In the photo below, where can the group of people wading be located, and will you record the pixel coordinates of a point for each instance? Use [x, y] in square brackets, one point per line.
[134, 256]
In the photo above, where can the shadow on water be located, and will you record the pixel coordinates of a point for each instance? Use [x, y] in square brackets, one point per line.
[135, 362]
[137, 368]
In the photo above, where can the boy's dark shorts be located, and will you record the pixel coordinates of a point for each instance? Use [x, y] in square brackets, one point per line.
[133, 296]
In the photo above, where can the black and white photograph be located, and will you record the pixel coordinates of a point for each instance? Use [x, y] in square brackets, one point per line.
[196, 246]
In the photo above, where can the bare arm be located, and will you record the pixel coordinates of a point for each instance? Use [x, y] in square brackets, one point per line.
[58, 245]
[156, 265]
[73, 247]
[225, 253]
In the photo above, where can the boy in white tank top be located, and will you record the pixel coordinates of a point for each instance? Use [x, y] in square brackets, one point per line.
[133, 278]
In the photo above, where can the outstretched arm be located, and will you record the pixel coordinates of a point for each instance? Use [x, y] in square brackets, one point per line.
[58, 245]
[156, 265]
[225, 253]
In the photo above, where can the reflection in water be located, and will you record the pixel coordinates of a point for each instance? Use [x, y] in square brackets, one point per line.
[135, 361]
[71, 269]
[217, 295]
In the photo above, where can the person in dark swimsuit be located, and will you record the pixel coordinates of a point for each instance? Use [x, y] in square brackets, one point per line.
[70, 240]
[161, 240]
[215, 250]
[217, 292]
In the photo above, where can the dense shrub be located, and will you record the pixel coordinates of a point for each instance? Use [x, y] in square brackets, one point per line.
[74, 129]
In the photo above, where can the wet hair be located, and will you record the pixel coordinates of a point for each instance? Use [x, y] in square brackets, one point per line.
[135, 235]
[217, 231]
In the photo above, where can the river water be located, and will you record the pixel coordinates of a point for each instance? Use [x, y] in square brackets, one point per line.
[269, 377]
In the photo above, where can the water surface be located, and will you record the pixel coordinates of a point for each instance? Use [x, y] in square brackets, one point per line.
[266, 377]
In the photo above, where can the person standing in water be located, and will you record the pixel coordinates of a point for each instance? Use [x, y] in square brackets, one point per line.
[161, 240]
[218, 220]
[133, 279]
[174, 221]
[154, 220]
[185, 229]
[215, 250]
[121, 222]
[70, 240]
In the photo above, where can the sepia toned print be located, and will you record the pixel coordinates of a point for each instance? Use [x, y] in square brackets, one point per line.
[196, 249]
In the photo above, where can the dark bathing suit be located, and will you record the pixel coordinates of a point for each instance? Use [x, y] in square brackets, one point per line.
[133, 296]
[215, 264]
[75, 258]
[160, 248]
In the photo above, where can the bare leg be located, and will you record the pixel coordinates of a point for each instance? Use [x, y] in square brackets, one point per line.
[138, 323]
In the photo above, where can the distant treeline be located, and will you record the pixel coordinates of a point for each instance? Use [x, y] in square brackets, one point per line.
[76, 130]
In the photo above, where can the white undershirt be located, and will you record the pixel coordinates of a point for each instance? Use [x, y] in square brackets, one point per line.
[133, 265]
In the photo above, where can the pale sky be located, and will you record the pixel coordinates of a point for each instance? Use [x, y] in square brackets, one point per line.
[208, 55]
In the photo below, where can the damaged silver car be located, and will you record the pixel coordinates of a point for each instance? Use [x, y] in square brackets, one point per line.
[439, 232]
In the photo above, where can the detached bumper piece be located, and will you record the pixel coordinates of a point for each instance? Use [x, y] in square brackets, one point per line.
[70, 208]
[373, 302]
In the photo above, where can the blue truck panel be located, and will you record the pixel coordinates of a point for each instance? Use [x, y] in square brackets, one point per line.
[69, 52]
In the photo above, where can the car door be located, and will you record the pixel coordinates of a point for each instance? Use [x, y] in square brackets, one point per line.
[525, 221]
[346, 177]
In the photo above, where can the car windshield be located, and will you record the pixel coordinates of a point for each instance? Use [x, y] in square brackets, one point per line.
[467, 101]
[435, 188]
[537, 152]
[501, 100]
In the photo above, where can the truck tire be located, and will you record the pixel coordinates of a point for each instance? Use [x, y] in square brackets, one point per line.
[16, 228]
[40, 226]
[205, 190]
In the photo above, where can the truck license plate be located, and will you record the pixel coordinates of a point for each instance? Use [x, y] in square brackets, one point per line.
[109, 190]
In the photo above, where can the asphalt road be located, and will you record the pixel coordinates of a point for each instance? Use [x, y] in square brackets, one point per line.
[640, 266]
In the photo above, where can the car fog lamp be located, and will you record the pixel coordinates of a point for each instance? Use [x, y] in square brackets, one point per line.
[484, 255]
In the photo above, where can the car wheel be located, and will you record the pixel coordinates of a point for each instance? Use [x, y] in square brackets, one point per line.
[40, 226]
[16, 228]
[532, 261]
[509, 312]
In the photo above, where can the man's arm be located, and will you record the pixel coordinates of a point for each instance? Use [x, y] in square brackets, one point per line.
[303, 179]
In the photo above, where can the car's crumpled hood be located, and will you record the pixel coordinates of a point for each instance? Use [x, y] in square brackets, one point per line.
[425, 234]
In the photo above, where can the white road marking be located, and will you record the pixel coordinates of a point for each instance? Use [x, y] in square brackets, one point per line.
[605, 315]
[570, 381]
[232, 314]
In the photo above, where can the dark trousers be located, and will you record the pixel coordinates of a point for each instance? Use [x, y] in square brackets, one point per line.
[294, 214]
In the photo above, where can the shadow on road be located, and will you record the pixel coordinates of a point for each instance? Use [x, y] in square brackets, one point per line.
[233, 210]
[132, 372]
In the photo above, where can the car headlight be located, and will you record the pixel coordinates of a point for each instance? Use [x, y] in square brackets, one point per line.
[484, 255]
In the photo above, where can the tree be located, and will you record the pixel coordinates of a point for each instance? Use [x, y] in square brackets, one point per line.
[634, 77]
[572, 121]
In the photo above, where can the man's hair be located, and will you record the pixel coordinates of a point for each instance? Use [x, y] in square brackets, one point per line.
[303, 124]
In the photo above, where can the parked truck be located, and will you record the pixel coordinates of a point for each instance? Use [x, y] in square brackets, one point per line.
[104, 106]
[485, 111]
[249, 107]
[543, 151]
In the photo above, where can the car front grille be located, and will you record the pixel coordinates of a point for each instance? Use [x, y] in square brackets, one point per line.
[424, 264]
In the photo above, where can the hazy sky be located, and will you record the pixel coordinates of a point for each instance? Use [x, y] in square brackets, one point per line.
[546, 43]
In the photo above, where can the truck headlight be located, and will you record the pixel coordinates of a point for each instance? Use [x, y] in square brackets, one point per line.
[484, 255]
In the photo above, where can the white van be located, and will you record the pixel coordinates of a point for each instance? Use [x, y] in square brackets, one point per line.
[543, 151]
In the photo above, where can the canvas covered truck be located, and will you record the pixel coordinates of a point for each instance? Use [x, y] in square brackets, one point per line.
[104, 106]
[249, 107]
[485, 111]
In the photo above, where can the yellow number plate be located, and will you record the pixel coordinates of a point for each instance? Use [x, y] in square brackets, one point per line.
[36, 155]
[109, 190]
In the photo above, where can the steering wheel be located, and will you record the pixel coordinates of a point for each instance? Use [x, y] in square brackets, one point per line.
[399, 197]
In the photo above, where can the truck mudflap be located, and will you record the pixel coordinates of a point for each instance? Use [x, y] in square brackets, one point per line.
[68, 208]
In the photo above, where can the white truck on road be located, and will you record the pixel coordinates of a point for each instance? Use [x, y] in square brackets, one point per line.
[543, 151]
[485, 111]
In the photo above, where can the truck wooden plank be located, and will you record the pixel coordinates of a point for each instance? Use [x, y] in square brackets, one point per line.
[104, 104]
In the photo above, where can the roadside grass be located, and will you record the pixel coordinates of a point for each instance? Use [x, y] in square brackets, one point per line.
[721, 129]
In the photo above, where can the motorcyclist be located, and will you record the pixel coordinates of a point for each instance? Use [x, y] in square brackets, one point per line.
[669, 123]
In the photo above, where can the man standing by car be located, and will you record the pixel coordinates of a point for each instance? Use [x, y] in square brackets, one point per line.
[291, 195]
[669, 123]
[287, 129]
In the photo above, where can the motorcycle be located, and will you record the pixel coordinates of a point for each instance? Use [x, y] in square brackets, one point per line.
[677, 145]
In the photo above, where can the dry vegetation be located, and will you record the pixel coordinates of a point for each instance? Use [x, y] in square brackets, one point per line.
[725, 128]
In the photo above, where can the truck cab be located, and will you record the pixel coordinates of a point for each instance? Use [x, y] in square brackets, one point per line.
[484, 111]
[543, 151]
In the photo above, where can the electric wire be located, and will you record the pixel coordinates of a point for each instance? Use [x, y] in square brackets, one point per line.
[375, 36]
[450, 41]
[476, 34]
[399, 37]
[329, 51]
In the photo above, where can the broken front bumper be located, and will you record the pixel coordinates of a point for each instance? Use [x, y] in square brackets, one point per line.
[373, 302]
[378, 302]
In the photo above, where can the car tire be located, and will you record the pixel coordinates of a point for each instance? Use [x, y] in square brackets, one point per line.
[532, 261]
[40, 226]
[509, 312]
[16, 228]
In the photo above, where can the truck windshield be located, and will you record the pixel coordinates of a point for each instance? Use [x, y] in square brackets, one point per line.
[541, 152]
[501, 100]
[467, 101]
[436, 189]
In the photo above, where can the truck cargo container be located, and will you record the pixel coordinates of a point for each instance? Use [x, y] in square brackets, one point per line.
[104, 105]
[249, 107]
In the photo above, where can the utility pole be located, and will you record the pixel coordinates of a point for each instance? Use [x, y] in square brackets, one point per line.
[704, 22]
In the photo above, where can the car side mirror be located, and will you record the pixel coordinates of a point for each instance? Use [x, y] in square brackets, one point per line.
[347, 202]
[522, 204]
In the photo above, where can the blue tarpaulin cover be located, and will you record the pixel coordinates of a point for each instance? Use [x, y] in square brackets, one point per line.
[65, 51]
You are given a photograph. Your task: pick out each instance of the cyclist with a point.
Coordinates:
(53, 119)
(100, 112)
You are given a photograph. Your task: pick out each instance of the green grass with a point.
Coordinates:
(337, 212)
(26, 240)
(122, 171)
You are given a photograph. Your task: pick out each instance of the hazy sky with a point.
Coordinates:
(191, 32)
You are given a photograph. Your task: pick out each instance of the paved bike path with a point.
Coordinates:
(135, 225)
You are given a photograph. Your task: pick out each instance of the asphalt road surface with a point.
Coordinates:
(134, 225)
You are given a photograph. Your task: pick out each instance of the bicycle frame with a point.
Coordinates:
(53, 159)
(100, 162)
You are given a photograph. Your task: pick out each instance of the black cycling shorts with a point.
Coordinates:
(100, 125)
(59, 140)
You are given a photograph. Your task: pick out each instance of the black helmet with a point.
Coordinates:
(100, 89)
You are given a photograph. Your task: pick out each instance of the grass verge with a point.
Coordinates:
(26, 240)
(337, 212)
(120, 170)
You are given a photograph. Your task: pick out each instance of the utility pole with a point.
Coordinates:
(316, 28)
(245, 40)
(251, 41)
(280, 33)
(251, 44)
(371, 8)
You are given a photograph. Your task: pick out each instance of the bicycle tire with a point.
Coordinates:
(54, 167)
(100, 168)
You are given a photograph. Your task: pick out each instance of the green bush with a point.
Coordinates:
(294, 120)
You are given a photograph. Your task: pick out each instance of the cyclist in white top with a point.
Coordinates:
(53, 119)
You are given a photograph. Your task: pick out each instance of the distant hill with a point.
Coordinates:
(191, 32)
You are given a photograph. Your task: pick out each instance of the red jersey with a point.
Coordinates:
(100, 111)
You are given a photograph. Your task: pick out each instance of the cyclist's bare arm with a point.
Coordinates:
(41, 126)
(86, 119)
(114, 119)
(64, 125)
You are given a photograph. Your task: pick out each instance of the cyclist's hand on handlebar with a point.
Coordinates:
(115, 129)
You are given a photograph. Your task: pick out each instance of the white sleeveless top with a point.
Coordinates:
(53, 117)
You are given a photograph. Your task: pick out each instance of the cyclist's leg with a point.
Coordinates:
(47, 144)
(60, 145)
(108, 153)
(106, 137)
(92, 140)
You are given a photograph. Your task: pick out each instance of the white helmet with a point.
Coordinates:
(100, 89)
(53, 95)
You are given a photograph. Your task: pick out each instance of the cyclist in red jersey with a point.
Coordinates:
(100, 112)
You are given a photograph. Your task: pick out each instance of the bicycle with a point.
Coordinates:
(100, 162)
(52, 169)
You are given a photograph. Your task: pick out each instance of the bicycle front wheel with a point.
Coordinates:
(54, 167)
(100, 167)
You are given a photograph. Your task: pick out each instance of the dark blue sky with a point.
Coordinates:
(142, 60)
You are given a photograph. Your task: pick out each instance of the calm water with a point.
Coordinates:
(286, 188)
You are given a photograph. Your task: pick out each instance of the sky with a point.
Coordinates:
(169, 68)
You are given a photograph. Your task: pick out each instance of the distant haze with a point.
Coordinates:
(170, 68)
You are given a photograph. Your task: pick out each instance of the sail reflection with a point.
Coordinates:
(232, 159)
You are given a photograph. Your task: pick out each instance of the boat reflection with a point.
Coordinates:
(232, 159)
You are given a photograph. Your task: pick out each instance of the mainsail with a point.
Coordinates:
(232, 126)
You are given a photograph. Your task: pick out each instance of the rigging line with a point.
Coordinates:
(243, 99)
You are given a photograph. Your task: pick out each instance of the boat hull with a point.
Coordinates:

===============

*WHAT THE TASK ASKS*
Switch "mainsail" to "jib" in everything from the row containing "blue sky with a point." down to the end of the rows, and give those lines again with nothing else changed.

*FINAL RESULT*
You are given a photograph. Your task: pick out each instance of the dark blue sky with a point.
Coordinates:
(142, 60)
You are given a photograph. Your task: pick out each instance of the calm water with a point.
Coordinates:
(286, 188)
You are given a photograph. Your task: pick out each instance of the sky with a point.
Coordinates:
(169, 68)
You are given a photograph. Your task: pick out each instance of the distant haze with a point.
Coordinates:
(170, 68)
You are given a photograph. Your task: pick out each instance of the sail reflection with a point.
Coordinates:
(232, 159)
You are given a photograph. Your task: pick out each instance of the boat reflection with a point.
Coordinates:
(232, 159)
You are given a photograph. Your task: pick out each instance of the jib with a point.
Coordinates:
(232, 126)
You are given a photograph. Your task: pick out each instance of the rigging line with a point.
Coordinates:
(243, 99)
You are given a photograph. Your task: pick out each instance of the boat hull with a point.
Coordinates:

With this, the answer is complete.